## begin Text extract

4.2. On RGBTDronePerson

Table 2. Performance comparison of different methods on RGBTDronePerson dataset. Bold values indicate results of the proposed method.

Method	Modality	Backbone	mAP50 (%)	Params (M)	GFLOPs
YOLOv8n [44]	RGB	DarkNet-53	3.81	2.87	8.1
YOLOv5n [54]	RGB	DarkNet-53 + Focus	1.88	1.9	4.5
SSD512 [55]	RGB	VGG16	0.7	24.39	268
Faster-RCNN [56]	RGB	ResNet50-FPN	0.3	41.35	168
YOLOv8n [44]	T	DarkNet-53	38.8	2.87	8.1
YOLOv5n [54]	T	DarkNet-53 + Focus	45.9	1.9	4.5
SSD512 [55]	T	VGG16	42.3	24.39	268
Faster-RCNN [56]	T	ResNet50-FPN	38.1	41.35	168
TINet [17]	RGB + T	ResNet50-FPN	28.30	100.86	92.80
SuperYOLO* [57]	RGB + T	DarkNet-53	32.94	4.62	56.2
CFT [22]	RGB + T	CSPDarkNet-PANet	34.2	206.03	224.40
QFDet [5]	RGB + T	ResNet50-FPN	42.08	60.19	81.43
QFDet’ [5]	RGB + T	ResNet50-FPN	46.72	60.25	242.82
VTSaRNet [9]	RGB + T	DarkNet-53 + Focus	40.42	6.9	15.2
PTANet (ours)	RGB + T	DarkNet-53	47.8	4.72	29.5

presents the quantitative evaluation results of the proposed PTANet and single-modality and visible–thermal cross-modality target detection models on the RGBTDronePerson dataset.

The detection accuracy of PTANet was lower on the RGBTDronePerson dataset than on the VTUAV-det dataset, which can be attributed to two factors. First, as illustrated in Figure 5, 94.06% of person targets in the RGBTDronePerson dataset have widths and heights smaller than 32 pixels. Furthermore, 5.51% of the targets have both dimensions smaller than 10 pixels. In contrast, the proportions of very small targets in the VTUAV-det and VTSaR datasets are only 3.00% and 0.3%, respectively. Since PTANet utilizes three detection heads corresponding to feature maps with 1/8, 1/16, and 1/32 of the input resolution, a target of 10 × 10 pixels in the original image occupies less than one pixel on the deepest feature map, making it extremely difficult to detect. Consequently, the recall rate for these very small person targets is significantly lower. In addition, as shown in Figure 10, the VTUAV-det and VTSaR datasets provide pre-aligned visible and thermal images, so the annotations of the same person target exhibit minimal positional deviation between the two modalities. In contrast, because the visible and thermal images in the RGBTDronePerson dataset had different resolutions, the visible images were cropped to match the thermal ones, resulting in a large spatial misalignment between the two modalities, particularly for small person targets. Furthermore, all annotations in the dataset are based on the thermal images, causing many ground-truth bounding boxes to be misaligned with the targets in the visible images. Therefore, we obtained significantly lower detection accuracy when using the visible modality, as reflected in Table 2.

## end Text extract

*Stated task 1*: Transcribe the RGBTDronePerson results text starting at "presents the quantitative" and ending at "the RGBTDronePerson dataset.".

## begin Material for this exercise

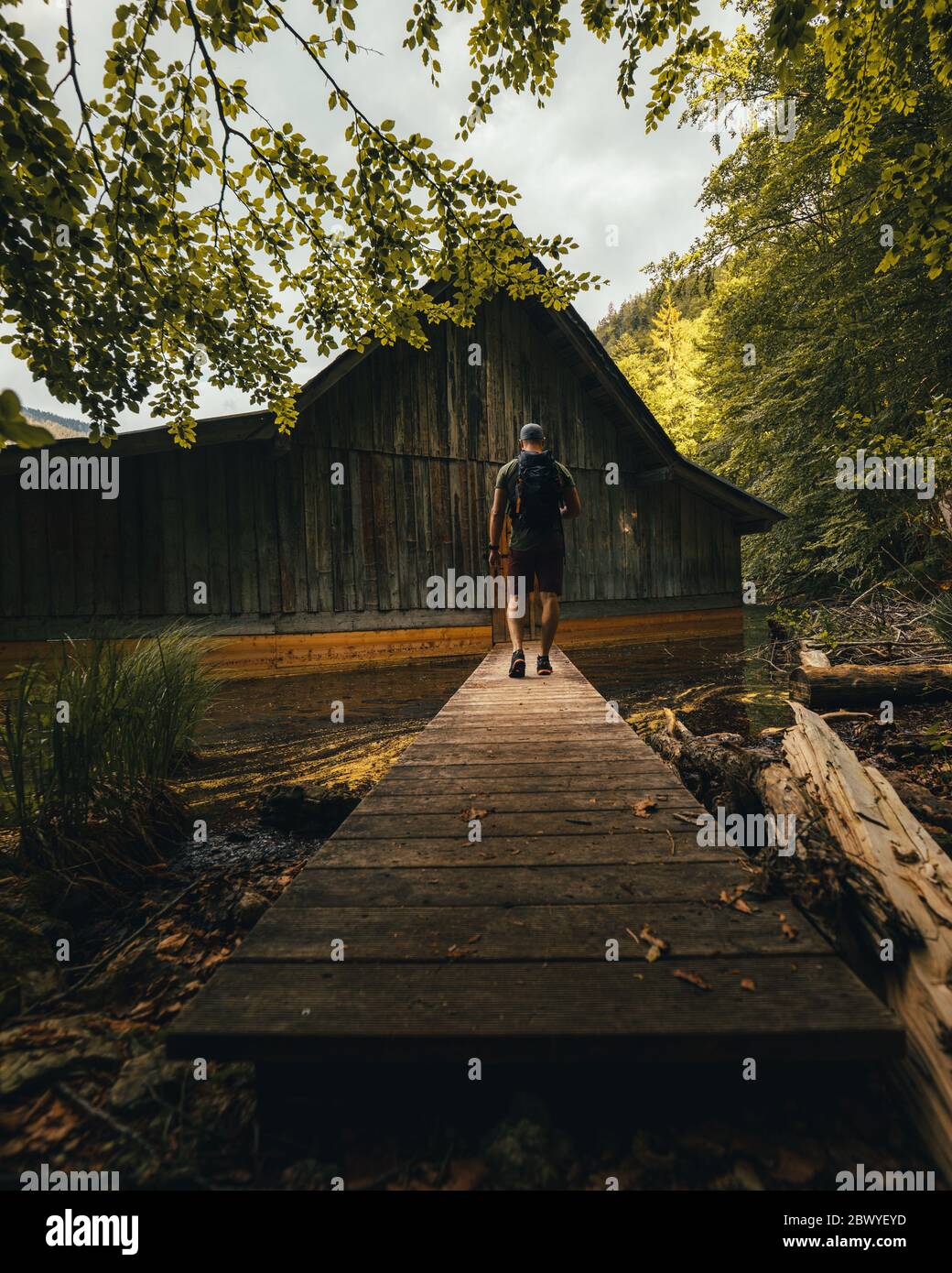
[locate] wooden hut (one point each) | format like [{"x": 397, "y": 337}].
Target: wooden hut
[{"x": 317, "y": 548}]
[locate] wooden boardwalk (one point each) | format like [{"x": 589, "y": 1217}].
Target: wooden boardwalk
[{"x": 496, "y": 949}]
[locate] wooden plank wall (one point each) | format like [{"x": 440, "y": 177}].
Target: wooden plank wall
[{"x": 419, "y": 436}]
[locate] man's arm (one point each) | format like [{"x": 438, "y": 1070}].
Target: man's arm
[
  {"x": 496, "y": 519},
  {"x": 571, "y": 505}
]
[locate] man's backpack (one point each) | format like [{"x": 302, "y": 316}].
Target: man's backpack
[{"x": 538, "y": 492}]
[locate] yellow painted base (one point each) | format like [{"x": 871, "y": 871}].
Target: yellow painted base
[
  {"x": 664, "y": 626},
  {"x": 296, "y": 655}
]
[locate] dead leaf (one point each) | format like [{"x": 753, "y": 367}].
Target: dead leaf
[
  {"x": 694, "y": 978},
  {"x": 657, "y": 943},
  {"x": 171, "y": 943},
  {"x": 733, "y": 898}
]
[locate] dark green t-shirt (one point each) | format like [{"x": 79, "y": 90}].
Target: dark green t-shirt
[{"x": 528, "y": 538}]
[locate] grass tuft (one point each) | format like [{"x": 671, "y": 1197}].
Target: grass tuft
[{"x": 88, "y": 745}]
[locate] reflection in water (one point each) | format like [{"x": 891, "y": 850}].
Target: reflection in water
[
  {"x": 714, "y": 684},
  {"x": 279, "y": 730}
]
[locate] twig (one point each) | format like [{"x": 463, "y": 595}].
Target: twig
[
  {"x": 110, "y": 955},
  {"x": 120, "y": 1128}
]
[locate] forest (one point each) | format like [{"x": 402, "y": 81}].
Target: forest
[
  {"x": 492, "y": 731},
  {"x": 845, "y": 333}
]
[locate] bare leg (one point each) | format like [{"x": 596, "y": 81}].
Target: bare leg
[
  {"x": 515, "y": 623},
  {"x": 550, "y": 619}
]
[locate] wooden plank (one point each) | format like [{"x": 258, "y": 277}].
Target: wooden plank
[
  {"x": 561, "y": 1011},
  {"x": 172, "y": 536},
  {"x": 504, "y": 940},
  {"x": 266, "y": 529},
  {"x": 61, "y": 544},
  {"x": 388, "y": 799},
  {"x": 194, "y": 475},
  {"x": 620, "y": 824},
  {"x": 107, "y": 580},
  {"x": 10, "y": 561},
  {"x": 217, "y": 495},
  {"x": 81, "y": 506},
  {"x": 131, "y": 557},
  {"x": 518, "y": 851},
  {"x": 152, "y": 564},
  {"x": 287, "y": 508},
  {"x": 525, "y": 933}
]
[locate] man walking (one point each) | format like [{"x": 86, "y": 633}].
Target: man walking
[{"x": 537, "y": 493}]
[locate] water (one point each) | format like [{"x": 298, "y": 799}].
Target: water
[
  {"x": 709, "y": 682},
  {"x": 279, "y": 730}
]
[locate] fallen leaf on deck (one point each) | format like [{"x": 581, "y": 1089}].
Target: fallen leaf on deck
[
  {"x": 733, "y": 898},
  {"x": 694, "y": 978},
  {"x": 657, "y": 943}
]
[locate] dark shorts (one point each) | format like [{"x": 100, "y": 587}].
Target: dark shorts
[{"x": 545, "y": 563}]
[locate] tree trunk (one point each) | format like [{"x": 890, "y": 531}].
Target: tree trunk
[
  {"x": 856, "y": 835},
  {"x": 853, "y": 685},
  {"x": 880, "y": 835}
]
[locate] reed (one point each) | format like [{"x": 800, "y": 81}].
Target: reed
[{"x": 90, "y": 743}]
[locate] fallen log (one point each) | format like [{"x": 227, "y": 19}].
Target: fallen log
[
  {"x": 857, "y": 685},
  {"x": 812, "y": 655},
  {"x": 876, "y": 872},
  {"x": 879, "y": 835},
  {"x": 817, "y": 874}
]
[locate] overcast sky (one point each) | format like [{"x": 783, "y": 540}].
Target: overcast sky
[{"x": 582, "y": 165}]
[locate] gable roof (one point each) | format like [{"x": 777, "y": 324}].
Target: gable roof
[{"x": 600, "y": 375}]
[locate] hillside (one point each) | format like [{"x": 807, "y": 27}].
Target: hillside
[{"x": 60, "y": 425}]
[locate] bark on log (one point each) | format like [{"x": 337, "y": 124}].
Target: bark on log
[
  {"x": 856, "y": 685},
  {"x": 896, "y": 878},
  {"x": 812, "y": 656},
  {"x": 880, "y": 835}
]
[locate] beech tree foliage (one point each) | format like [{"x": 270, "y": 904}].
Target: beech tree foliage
[
  {"x": 152, "y": 245},
  {"x": 822, "y": 332}
]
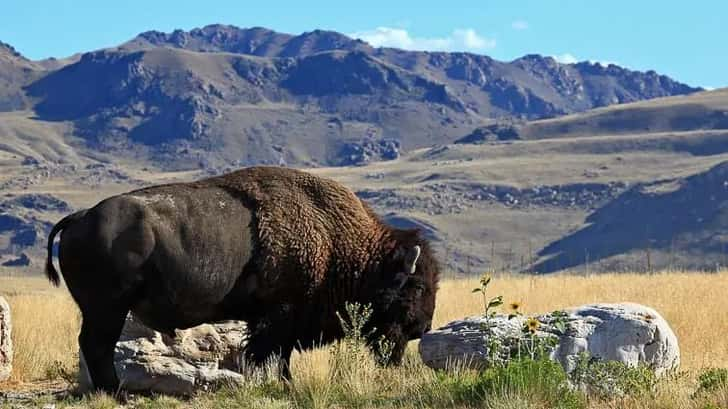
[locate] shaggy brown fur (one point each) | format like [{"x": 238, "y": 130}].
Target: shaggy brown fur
[{"x": 280, "y": 248}]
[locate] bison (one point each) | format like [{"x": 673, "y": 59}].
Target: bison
[{"x": 279, "y": 248}]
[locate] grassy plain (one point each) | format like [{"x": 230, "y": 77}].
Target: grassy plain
[{"x": 46, "y": 324}]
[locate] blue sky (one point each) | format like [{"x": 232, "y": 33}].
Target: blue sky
[{"x": 686, "y": 40}]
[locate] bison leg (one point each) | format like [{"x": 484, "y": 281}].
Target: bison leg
[
  {"x": 269, "y": 340},
  {"x": 100, "y": 331}
]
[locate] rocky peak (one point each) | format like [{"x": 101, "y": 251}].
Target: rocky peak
[{"x": 7, "y": 49}]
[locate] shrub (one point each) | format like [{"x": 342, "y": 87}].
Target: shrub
[
  {"x": 541, "y": 380},
  {"x": 607, "y": 379},
  {"x": 713, "y": 379}
]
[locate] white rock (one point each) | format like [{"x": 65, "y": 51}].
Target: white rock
[
  {"x": 6, "y": 343},
  {"x": 626, "y": 332},
  {"x": 200, "y": 358}
]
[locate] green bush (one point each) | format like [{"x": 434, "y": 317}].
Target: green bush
[
  {"x": 713, "y": 379},
  {"x": 541, "y": 380},
  {"x": 607, "y": 379}
]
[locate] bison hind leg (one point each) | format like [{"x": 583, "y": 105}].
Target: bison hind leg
[
  {"x": 100, "y": 330},
  {"x": 270, "y": 342}
]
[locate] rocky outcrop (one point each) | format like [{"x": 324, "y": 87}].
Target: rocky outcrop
[
  {"x": 629, "y": 333},
  {"x": 6, "y": 343},
  {"x": 366, "y": 151},
  {"x": 197, "y": 359}
]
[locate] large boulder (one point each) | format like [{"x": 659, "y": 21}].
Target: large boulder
[
  {"x": 200, "y": 358},
  {"x": 629, "y": 333},
  {"x": 6, "y": 343}
]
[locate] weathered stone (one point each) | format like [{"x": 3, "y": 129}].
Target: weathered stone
[
  {"x": 629, "y": 333},
  {"x": 6, "y": 343},
  {"x": 200, "y": 358}
]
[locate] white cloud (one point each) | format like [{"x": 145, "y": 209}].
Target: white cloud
[
  {"x": 519, "y": 25},
  {"x": 565, "y": 58},
  {"x": 460, "y": 39}
]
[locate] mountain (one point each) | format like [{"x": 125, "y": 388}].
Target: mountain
[
  {"x": 679, "y": 221},
  {"x": 702, "y": 111},
  {"x": 222, "y": 96},
  {"x": 554, "y": 166},
  {"x": 16, "y": 71}
]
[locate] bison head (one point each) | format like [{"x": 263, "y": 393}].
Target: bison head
[{"x": 404, "y": 300}]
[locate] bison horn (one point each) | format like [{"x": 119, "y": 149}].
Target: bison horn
[{"x": 411, "y": 259}]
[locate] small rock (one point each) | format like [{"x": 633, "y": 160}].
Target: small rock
[
  {"x": 197, "y": 359},
  {"x": 628, "y": 333}
]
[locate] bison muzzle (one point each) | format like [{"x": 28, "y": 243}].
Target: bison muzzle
[{"x": 279, "y": 248}]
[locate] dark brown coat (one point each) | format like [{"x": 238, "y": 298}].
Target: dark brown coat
[{"x": 279, "y": 248}]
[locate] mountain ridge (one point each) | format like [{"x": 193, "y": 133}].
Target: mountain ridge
[{"x": 221, "y": 96}]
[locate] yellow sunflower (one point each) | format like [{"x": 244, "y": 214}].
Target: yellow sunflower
[{"x": 532, "y": 325}]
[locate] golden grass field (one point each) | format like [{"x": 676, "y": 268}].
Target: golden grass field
[
  {"x": 46, "y": 324},
  {"x": 46, "y": 321}
]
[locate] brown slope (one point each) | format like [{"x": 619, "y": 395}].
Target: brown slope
[
  {"x": 531, "y": 87},
  {"x": 706, "y": 110},
  {"x": 16, "y": 71},
  {"x": 684, "y": 218}
]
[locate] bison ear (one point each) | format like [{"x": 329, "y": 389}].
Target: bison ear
[{"x": 410, "y": 259}]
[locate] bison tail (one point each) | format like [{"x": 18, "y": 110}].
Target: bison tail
[{"x": 51, "y": 272}]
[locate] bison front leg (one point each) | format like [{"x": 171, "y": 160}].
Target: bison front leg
[
  {"x": 270, "y": 340},
  {"x": 100, "y": 331}
]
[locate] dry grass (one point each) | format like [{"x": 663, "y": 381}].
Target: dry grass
[
  {"x": 46, "y": 325},
  {"x": 695, "y": 304}
]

## end Material for this exercise

*Stated task 2*: Pull out each line of the records that contains the word "shrub".

*Complete output 1*:
presents the quantitative evaluation results of the proposed PTANet and single-modality and visible–thermal cross-modality target detection models on the RGBTDronePerson dataset.

*Complete output 2*:
[locate] shrub (one point each) | format like [{"x": 342, "y": 87}].
Target: shrub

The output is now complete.